THE EXERCISE
Write out the listing below from the line containing "bicycle wheel shown in the photo above." to its last line, unaltered, ends included.

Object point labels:
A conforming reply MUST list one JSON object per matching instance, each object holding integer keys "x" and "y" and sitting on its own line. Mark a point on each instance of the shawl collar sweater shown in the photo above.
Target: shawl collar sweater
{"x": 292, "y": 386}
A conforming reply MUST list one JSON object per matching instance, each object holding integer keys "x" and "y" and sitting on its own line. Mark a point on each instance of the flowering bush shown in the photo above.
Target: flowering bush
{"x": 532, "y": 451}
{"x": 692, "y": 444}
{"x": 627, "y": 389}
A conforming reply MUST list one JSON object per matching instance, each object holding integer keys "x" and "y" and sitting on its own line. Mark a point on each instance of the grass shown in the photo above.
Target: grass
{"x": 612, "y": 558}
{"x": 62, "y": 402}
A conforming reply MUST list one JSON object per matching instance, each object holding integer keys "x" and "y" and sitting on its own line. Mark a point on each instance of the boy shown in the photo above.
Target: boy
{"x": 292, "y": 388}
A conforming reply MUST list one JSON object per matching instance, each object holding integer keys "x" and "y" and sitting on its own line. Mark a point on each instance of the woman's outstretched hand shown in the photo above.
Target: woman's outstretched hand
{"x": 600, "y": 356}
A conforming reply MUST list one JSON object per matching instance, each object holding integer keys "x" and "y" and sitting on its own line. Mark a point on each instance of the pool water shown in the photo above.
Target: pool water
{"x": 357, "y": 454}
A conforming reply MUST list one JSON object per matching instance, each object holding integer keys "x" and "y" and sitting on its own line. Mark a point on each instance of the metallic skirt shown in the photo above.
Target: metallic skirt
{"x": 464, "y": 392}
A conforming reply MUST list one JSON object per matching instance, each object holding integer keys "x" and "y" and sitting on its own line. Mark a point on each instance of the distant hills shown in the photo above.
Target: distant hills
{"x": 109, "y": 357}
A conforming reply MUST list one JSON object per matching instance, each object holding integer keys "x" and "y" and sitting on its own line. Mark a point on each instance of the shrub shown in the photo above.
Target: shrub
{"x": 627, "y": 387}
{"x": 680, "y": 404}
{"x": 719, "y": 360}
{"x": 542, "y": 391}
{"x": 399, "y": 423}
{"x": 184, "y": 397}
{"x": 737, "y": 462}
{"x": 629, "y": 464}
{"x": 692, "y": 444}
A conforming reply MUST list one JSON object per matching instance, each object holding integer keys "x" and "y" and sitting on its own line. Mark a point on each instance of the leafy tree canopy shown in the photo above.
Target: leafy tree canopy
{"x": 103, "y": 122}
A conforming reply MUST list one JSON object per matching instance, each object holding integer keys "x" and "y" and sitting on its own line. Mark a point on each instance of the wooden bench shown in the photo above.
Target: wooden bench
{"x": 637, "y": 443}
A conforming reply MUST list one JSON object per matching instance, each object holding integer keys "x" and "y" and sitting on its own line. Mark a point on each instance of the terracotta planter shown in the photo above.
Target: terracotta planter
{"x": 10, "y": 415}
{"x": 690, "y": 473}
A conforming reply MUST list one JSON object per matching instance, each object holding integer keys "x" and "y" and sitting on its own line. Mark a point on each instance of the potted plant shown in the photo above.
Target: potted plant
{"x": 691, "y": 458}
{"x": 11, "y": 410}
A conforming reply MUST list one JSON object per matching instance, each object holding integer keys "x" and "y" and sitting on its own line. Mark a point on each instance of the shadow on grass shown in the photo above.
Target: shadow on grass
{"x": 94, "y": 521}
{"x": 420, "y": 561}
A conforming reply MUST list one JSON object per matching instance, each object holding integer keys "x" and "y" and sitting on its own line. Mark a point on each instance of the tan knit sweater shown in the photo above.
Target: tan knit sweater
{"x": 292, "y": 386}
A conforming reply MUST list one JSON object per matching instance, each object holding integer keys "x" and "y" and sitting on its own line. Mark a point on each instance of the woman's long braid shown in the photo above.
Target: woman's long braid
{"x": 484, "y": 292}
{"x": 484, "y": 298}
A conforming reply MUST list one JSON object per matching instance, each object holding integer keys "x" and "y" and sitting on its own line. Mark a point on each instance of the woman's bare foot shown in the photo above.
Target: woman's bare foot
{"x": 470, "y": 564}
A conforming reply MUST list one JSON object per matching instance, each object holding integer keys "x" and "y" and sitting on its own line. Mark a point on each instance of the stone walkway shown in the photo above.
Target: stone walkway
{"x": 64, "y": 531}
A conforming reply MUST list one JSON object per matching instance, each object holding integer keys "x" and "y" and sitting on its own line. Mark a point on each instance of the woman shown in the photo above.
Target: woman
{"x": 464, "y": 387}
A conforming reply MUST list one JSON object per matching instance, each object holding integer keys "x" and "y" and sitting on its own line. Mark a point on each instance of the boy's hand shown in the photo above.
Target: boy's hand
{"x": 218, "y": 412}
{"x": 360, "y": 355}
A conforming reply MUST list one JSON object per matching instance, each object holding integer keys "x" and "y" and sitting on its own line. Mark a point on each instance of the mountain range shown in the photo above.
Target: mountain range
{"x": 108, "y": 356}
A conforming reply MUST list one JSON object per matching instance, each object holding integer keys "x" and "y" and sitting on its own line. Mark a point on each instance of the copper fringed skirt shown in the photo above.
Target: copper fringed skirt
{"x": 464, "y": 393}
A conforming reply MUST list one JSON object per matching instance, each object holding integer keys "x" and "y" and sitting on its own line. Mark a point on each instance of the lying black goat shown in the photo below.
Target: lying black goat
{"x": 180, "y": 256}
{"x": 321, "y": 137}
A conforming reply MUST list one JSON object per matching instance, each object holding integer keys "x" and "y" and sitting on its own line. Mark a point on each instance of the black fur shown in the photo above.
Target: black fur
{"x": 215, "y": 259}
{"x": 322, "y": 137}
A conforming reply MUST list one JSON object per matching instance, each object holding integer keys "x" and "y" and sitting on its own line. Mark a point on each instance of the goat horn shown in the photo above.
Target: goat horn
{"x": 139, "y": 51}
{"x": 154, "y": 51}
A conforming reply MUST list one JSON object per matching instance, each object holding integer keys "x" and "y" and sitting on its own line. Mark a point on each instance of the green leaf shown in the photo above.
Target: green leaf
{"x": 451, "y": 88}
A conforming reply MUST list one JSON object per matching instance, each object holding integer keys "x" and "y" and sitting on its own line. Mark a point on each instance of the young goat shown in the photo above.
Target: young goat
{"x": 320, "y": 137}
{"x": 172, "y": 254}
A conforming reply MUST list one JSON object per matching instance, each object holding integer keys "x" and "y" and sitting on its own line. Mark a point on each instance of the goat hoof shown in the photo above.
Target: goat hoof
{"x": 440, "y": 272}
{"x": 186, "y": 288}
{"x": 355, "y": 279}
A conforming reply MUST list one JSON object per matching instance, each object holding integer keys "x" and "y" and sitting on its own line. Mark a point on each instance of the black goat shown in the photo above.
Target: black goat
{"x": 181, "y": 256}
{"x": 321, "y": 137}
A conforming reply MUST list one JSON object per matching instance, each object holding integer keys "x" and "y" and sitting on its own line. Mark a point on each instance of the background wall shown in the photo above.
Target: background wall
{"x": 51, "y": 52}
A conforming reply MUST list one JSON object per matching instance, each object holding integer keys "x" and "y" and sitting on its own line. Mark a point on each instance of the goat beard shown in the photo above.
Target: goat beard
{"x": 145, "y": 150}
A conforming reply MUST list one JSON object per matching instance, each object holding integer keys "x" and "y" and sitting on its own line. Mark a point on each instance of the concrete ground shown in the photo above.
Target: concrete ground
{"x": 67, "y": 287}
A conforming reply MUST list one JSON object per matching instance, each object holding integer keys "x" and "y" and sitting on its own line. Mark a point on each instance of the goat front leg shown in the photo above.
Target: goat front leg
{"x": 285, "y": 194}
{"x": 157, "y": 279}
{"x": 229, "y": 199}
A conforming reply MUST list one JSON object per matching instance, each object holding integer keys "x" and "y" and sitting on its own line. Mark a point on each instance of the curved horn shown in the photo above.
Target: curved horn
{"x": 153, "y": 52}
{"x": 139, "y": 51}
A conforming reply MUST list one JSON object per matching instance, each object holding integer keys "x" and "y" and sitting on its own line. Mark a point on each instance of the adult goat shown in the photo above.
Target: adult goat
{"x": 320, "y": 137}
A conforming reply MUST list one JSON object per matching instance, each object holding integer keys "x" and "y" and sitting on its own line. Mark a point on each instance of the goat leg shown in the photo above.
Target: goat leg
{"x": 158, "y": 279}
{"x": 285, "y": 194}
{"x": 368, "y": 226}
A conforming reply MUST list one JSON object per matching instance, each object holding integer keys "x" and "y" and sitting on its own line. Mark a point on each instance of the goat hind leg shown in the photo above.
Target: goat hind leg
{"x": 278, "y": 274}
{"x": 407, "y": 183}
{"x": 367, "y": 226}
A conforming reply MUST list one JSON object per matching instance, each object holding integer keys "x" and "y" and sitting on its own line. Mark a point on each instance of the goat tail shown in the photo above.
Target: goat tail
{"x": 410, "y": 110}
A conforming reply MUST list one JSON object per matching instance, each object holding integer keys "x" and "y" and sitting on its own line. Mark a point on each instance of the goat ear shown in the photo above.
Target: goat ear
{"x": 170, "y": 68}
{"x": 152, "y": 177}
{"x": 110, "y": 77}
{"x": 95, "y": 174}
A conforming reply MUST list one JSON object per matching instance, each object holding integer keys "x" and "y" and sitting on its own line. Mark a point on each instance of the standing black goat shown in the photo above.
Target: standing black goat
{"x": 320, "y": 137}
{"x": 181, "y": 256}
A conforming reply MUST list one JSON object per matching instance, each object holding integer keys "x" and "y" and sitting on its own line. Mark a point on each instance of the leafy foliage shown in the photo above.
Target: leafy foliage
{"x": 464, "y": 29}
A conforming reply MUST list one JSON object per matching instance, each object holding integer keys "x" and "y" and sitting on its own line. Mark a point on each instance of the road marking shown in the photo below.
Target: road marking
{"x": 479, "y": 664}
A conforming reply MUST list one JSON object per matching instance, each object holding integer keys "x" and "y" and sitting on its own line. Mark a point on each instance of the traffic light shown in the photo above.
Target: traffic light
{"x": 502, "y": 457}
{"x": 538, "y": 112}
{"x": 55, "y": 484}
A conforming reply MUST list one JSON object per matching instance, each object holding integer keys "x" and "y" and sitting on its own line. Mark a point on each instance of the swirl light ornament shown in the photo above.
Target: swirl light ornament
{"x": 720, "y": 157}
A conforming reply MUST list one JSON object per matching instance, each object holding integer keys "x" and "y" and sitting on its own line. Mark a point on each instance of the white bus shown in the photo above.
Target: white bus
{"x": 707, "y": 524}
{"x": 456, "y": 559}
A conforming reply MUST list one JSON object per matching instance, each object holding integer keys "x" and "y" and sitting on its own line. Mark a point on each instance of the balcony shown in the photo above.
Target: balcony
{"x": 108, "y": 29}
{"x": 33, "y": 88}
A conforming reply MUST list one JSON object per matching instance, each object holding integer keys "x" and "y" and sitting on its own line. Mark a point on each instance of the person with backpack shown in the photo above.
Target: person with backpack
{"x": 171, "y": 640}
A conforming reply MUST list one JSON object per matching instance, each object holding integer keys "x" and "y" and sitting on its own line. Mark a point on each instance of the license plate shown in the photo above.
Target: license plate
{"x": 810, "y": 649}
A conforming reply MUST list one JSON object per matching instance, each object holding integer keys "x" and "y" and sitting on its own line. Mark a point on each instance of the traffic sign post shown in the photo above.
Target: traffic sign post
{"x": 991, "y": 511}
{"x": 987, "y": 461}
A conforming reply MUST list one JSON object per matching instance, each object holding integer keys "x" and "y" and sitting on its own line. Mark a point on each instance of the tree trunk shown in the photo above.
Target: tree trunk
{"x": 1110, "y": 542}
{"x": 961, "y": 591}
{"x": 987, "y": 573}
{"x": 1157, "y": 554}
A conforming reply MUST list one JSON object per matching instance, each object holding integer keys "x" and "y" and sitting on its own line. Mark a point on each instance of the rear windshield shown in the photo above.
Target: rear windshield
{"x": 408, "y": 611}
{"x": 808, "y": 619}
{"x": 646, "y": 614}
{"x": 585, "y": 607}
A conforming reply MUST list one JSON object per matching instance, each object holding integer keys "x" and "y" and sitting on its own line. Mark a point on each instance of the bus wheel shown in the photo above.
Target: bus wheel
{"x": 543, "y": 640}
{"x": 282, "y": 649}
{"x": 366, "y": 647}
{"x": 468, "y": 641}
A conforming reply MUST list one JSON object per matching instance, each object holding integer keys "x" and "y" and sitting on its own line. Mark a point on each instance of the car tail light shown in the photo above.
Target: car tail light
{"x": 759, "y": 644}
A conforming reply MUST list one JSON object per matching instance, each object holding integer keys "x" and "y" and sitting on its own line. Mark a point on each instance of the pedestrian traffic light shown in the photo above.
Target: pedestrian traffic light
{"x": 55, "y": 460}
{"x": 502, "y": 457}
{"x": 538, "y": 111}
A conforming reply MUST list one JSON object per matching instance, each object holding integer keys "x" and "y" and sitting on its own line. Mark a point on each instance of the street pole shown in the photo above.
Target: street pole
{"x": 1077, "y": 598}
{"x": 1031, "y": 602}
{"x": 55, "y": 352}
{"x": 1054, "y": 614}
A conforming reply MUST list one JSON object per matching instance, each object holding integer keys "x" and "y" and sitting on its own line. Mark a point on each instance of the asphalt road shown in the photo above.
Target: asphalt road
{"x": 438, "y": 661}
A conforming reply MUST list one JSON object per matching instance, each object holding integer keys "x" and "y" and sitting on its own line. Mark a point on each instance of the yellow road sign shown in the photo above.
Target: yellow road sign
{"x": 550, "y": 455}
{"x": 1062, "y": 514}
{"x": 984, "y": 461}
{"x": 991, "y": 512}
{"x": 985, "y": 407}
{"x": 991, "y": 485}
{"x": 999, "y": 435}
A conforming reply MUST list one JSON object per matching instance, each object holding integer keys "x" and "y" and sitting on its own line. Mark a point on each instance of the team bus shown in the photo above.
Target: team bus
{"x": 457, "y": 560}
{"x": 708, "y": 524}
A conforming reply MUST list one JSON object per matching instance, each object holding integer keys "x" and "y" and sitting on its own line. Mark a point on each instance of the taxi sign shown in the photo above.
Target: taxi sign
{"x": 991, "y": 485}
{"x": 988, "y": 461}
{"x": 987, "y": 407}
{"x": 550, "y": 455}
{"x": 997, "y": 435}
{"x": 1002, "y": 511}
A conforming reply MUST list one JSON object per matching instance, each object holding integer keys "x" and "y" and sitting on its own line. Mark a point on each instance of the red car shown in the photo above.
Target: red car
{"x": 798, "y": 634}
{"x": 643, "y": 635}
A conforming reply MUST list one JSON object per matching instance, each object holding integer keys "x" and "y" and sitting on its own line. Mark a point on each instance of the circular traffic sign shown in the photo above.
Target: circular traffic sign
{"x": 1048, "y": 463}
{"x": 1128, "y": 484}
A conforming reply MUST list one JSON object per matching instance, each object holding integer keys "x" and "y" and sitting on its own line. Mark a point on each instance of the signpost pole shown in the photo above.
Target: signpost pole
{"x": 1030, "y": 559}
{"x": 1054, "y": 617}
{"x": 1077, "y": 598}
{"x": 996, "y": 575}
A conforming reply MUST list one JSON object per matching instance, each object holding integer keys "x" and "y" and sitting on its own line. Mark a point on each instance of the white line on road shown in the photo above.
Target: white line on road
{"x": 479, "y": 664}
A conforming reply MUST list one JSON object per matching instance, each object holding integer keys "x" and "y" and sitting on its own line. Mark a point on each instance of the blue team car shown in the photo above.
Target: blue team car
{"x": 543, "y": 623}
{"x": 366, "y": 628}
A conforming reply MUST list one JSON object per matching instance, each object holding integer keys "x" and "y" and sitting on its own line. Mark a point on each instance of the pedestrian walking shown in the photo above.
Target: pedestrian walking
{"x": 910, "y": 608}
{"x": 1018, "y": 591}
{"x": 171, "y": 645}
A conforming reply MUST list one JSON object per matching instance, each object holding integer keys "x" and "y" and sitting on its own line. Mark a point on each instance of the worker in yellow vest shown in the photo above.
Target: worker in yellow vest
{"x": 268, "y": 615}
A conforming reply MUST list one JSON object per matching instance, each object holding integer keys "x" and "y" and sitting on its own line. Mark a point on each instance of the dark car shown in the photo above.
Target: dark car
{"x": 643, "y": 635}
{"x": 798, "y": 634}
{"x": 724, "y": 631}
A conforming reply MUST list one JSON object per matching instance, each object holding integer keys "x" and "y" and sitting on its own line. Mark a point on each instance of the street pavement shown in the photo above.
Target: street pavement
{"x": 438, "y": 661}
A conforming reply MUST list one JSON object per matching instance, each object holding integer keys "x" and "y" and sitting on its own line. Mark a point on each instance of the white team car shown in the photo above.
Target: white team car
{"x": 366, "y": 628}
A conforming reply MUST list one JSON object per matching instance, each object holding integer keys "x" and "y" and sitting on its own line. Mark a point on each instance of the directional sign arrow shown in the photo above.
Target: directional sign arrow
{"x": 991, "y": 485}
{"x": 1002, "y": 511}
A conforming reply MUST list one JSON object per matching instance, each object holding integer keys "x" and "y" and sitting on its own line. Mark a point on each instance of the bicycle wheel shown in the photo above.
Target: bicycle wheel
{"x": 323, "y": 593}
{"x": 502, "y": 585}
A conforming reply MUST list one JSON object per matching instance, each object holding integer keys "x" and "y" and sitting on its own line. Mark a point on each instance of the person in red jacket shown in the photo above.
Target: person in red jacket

RESPONSE BELOW
A conforming reply MUST list one JSON object per matching instance, each object holding integer keys "x" and "y" and sitting on its own line. Mark a point on each instance of the bicycle wheel shown in the photo above.
Target: bicycle wheel
{"x": 323, "y": 593}
{"x": 502, "y": 585}
A conforming reply MUST list one JSON object per matching instance, each object holding integer keys "x" and "y" and sitting on its own line. Mark a point on each instance of the person in red jacket shown in the photo above.
Target: person in red jacket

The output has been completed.